▶ _What you are asked to do_:
Copy the listing below in full, exactly.

▶ _Supplied records_:

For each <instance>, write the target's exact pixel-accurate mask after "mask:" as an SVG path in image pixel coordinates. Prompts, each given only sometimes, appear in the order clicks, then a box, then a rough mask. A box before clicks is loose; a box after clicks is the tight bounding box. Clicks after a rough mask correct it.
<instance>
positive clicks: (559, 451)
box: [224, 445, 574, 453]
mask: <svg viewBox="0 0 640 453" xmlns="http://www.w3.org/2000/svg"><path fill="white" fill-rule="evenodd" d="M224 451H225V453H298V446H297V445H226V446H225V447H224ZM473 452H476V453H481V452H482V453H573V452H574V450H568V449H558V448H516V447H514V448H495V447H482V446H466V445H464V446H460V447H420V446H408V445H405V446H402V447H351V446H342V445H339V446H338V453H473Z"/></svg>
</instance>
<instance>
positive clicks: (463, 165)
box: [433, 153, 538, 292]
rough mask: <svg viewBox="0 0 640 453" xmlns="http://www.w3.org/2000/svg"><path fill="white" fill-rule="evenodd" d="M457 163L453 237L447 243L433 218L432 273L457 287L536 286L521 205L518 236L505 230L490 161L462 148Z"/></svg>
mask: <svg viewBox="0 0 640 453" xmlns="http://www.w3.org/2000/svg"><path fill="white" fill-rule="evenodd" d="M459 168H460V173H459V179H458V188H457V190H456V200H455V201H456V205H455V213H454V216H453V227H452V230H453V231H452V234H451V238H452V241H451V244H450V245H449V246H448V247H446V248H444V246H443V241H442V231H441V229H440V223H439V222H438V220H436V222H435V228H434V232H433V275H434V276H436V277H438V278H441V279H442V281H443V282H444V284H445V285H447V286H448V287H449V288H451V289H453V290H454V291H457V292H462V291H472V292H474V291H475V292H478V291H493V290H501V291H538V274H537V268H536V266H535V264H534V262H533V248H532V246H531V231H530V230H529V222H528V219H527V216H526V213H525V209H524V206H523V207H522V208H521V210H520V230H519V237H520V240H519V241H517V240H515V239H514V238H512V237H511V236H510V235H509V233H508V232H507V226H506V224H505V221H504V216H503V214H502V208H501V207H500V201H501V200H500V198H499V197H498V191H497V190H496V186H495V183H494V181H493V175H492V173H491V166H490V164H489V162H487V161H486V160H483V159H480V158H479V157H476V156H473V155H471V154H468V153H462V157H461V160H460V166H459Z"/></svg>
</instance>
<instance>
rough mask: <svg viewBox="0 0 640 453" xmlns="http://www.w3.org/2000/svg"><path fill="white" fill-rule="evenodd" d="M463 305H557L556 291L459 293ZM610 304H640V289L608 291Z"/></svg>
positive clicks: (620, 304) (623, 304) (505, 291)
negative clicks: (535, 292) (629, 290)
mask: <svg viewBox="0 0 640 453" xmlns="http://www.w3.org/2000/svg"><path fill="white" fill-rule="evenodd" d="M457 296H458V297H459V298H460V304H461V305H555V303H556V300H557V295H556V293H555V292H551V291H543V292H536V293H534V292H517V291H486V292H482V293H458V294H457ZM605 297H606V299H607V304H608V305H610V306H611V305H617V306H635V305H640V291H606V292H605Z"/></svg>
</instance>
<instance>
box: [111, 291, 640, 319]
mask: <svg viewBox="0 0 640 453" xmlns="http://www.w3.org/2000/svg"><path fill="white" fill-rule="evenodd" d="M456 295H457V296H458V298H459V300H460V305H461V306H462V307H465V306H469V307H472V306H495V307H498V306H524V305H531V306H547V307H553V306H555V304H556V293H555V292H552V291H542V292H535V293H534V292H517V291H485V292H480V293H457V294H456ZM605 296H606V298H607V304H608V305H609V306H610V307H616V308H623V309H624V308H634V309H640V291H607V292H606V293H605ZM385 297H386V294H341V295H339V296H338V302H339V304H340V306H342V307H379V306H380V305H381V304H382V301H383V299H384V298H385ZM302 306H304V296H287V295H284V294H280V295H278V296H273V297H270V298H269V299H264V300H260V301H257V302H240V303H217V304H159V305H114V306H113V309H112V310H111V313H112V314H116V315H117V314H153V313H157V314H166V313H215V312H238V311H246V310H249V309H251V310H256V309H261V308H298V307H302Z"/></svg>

▶ _Solution for this exercise_:
For each <instance>, write the target's exact pixel-accurate mask after "mask:" as an SVG path in image pixel coordinates. Prompts, each given only sometimes, appear in the order clicks, then a box, then a rough mask. A box before clicks is loose; a box after clicks is the tight bounding box. Clicks after a rough mask correct it.
<instance>
positive clicks: (559, 451)
box: [224, 445, 574, 453]
mask: <svg viewBox="0 0 640 453" xmlns="http://www.w3.org/2000/svg"><path fill="white" fill-rule="evenodd" d="M224 451H225V453H298V446H297V445H226V446H225V447H224ZM473 452H476V453H481V452H482V453H573V452H574V450H568V449H558V448H516V447H514V448H495V447H482V446H466V445H464V446H460V447H420V446H408V445H405V446H402V447H351V446H342V445H339V446H338V453H473Z"/></svg>
</instance>
<instance>
positive clicks: (463, 165)
box: [433, 153, 538, 292]
rough mask: <svg viewBox="0 0 640 453" xmlns="http://www.w3.org/2000/svg"><path fill="white" fill-rule="evenodd" d="M457 163L453 237L447 243L433 218L432 273L457 287L536 286L521 205L518 236L505 230L490 161L462 148Z"/></svg>
mask: <svg viewBox="0 0 640 453" xmlns="http://www.w3.org/2000/svg"><path fill="white" fill-rule="evenodd" d="M459 168H460V173H459V179H458V188H457V190H456V200H455V201H456V205H455V213H454V216H453V227H452V230H453V231H452V234H451V238H452V241H451V244H450V245H449V246H448V247H446V248H444V246H443V241H442V231H441V229H440V223H439V222H438V220H436V222H435V228H434V232H433V275H434V276H436V277H438V278H441V279H442V281H443V282H444V284H445V285H447V286H448V287H449V288H451V289H453V290H454V291H457V292H462V291H472V292H474V291H475V292H478V291H493V290H501V291H538V274H537V268H536V266H535V264H534V262H533V248H532V246H531V231H530V230H529V222H528V219H527V216H526V213H525V209H524V206H523V207H522V208H521V210H520V230H519V237H520V240H519V241H517V240H515V239H514V238H512V237H511V236H510V235H509V233H508V232H507V226H506V224H505V221H504V216H503V214H502V208H501V207H500V201H501V200H500V198H499V197H498V191H497V190H496V186H495V183H494V181H493V175H492V173H491V166H490V164H489V162H487V161H486V160H483V159H480V158H479V157H476V156H473V155H471V154H468V153H462V157H461V160H460V166H459Z"/></svg>
</instance>
<instance>
rough mask: <svg viewBox="0 0 640 453" xmlns="http://www.w3.org/2000/svg"><path fill="white" fill-rule="evenodd" d="M463 305H557L556 291L459 293ZM610 304H640V289L608 291Z"/></svg>
positive clicks: (620, 304) (623, 304) (505, 291)
negative clicks: (535, 292) (629, 290)
mask: <svg viewBox="0 0 640 453" xmlns="http://www.w3.org/2000/svg"><path fill="white" fill-rule="evenodd" d="M457 296H458V297H459V298H460V304H461V305H555V303H556V300H557V295H556V293H555V292H551V291H543V292H536V293H534V292H517V291H486V292H482V293H458V294H457ZM605 297H606V299H607V304H608V305H610V306H611V305H617V306H635V305H640V291H606V292H605Z"/></svg>
</instance>
<instance>
box: [111, 291, 640, 319]
mask: <svg viewBox="0 0 640 453" xmlns="http://www.w3.org/2000/svg"><path fill="white" fill-rule="evenodd" d="M456 295H457V296H458V298H459V300H460V305H461V306H462V307H465V306H469V307H472V306H495V307H498V306H524V305H531V306H547V307H553V306H555V304H556V293H555V292H552V291H542V292H535V293H534V292H517V291H485V292H480V293H457V294H456ZM605 296H606V298H607V304H608V305H609V306H610V307H616V308H623V309H624V308H634V309H640V291H607V292H606V293H605ZM385 297H386V294H341V295H339V296H338V302H339V304H340V306H342V307H379V306H380V305H381V304H382V301H383V299H384V298H385ZM302 306H304V296H287V295H284V294H280V295H278V296H273V297H270V298H269V299H264V300H260V301H257V302H240V303H217V304H159V305H114V306H113V309H112V310H111V313H112V314H116V315H117V314H153V313H157V314H166V313H215V312H238V311H246V310H249V309H251V310H256V309H261V308H298V307H302Z"/></svg>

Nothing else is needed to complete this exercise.